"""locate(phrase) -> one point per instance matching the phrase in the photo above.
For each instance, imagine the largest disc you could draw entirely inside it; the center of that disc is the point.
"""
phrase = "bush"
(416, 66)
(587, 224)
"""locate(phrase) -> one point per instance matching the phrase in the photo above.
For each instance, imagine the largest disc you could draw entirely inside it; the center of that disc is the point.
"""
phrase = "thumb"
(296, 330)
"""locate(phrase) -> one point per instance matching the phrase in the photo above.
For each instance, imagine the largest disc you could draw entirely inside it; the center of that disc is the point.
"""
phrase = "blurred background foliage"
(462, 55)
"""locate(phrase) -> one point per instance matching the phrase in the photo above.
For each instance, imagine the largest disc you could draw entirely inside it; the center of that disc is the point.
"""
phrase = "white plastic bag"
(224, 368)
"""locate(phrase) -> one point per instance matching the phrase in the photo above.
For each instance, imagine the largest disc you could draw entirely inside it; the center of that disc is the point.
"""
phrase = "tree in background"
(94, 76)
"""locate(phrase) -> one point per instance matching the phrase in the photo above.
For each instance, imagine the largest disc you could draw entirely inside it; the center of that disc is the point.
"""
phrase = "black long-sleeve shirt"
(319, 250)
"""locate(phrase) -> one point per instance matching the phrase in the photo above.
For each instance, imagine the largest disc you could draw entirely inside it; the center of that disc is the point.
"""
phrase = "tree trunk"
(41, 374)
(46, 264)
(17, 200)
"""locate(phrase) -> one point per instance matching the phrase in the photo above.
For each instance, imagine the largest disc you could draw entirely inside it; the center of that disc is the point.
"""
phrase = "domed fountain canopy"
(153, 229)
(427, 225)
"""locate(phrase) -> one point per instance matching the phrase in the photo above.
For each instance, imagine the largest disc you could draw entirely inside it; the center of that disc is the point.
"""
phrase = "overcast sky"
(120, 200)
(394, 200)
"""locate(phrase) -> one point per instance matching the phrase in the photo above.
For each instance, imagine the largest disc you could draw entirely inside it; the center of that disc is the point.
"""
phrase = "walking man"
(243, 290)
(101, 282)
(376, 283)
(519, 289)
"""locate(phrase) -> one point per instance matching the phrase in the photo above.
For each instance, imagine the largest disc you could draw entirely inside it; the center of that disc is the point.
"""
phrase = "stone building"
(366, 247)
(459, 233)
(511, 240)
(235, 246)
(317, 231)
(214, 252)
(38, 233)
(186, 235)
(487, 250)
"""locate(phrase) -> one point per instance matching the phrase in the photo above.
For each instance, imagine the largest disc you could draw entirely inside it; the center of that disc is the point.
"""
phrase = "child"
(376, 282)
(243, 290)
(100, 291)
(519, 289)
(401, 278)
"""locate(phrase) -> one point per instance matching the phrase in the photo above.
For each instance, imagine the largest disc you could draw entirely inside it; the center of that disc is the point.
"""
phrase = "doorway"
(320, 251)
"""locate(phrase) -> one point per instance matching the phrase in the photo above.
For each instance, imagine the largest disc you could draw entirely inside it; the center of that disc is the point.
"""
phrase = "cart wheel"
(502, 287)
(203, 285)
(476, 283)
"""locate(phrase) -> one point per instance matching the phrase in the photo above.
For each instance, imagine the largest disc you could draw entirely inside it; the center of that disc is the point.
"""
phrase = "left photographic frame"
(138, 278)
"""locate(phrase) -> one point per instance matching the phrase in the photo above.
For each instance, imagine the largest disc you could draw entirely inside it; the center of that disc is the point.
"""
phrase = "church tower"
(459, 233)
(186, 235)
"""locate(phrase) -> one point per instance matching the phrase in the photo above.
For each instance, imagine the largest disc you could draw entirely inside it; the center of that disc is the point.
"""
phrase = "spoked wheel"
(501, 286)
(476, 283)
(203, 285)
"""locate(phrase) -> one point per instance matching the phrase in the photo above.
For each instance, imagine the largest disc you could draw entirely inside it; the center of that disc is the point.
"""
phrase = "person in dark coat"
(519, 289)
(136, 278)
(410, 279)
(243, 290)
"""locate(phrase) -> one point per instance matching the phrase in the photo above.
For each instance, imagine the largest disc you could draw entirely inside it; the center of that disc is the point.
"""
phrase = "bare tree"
_ _ _ _ _ _ _
The entries shown above should be copied out word for word.

"""locate(phrase) -> one point per instance matching the phrase in the photo above.
For each instance, imagine the largest disc you could draw entirely inside it; the center of that disc is the point.
"""
phrase = "bush"
(416, 66)
(587, 224)
"""locate(phrase) -> one point per instance matching the phrase in the photo above.
For each instance, imagine the largest disc you could draw entirely inside it; the center of that disc is the point.
"""
phrase = "thumb"
(296, 330)
"""locate(phrase) -> one point per instance matching the phrase in the photo above.
For each instance, imagine the largest disc you could draw entirely inside it; the center of that disc is the point.
"""
phrase = "blurred background foliage"
(462, 55)
"""locate(phrase) -> one point per instance matching the phrase in the photo above.
For each instance, imagine the largest disc you could draw entirely inside it; the center of that disc is the point.
"""
phrase = "white plastic bag"
(224, 368)
"""locate(phrase) -> one point per instance matching the phrase in the photo above.
For each instance, imagine the largest disc you could draw entirely inside it; the center of that disc is the point.
"""
phrase = "tree in background"
(94, 76)
"""locate(phrase) -> one point per instance matching the phrase in the photo above.
For each instance, imagine the largest disc you could draw entirely inside it; the center of that disc is the point.
"""
phrase = "black long-sleeve shirt"
(319, 250)
"""locate(phrase) -> one point per instance matching the phrase in the photo above.
For each instance, imagine the largest disc you could draw entirely inside it; the center of that disc is the point.
"""
phrase = "tree trunk"
(41, 374)
(46, 264)
(17, 200)
"""locate(phrase) -> one point per instance matching the phrase in the photo above.
For each instance, imagine the largest disc you could draw entirely inside it; the center of that disc is the point.
"""
phrase = "domed fountain canopy"
(153, 229)
(427, 225)
"""locate(phrase) -> one point per instance matching the phrase in the photo above.
For each instance, imagine the largest disc you could draw entirely inside it; the center of that disc is the point.
"""
phrase = "overcast sky"
(120, 200)
(394, 200)
"""locate(phrase) -> one point per instance matching the phrase in the photo above.
For each instance, imagine the largest disc you could draw entirely inside it; the center of that disc is the point.
"""
phrase = "walking man"
(243, 290)
(101, 282)
(376, 283)
(519, 289)
"""locate(phrase) -> one point per instance matching the phrase in the photo above.
For each instance, imagine the largest disc you could draw entirely inside it; the center of that disc is the point.
"""
phrase = "stone building"
(366, 247)
(459, 233)
(511, 240)
(235, 246)
(317, 231)
(214, 252)
(38, 233)
(186, 235)
(487, 250)
"""locate(phrase) -> one point per instance matching the phrase in the photo above.
For each instance, imagine the largest disc you could draw entirely inside it; the center of that disc is the point.
"""
phrase = "child"
(376, 282)
(243, 290)
(100, 291)
(519, 289)
(401, 278)
"""locate(phrase) -> one point per instance matching the phrase in the photo above.
For each instance, imagine the largest disc you could draw entirely inside it; the center of that disc is the point.
"""
phrase = "doorway"
(320, 251)
"""locate(phrase) -> one point per instance matching the phrase in the photo above.
For each instance, imagine the largest disc you could draw entirely inside it; the center of that disc is the point.
"""
phrase = "cart wheel"
(502, 287)
(203, 285)
(476, 283)
"""locate(phrase) -> one point per instance matching the phrase in the photo above.
For each instance, imagine the largest disc you could draw entirely inside it; the center of that disc is the point.
"""
phrase = "left photographic frame"
(138, 278)
"""locate(phrase) -> one point per instance matching the phrase in the photo above.
For each instance, imagine the largest disc you could draw entirely inside it; the center of that disc is the point.
"""
phrase = "church tower"
(459, 233)
(186, 235)
"""locate(phrase) -> one point per instance matching the phrase in the photo above.
For each instance, imagine the largest disc you could draw entirely inside it; the center of that disc is the point.
"""
phrase = "spoked wheel"
(501, 286)
(476, 283)
(203, 285)
"""locate(phrase) -> one point per instance matching the phrase in the photo above.
For each instance, imagine the largest disc you could draw entirely inside it; the center of that disc is the point.
"""
phrase = "person in dark coat"
(519, 289)
(136, 278)
(410, 279)
(243, 290)
"""locate(phrase) -> one point per instance matching the phrase in the photo above.
For each instance, imagine the largest disc you could draw entirely inside it; the center of that disc is the point.
"""
phrase = "bare tree"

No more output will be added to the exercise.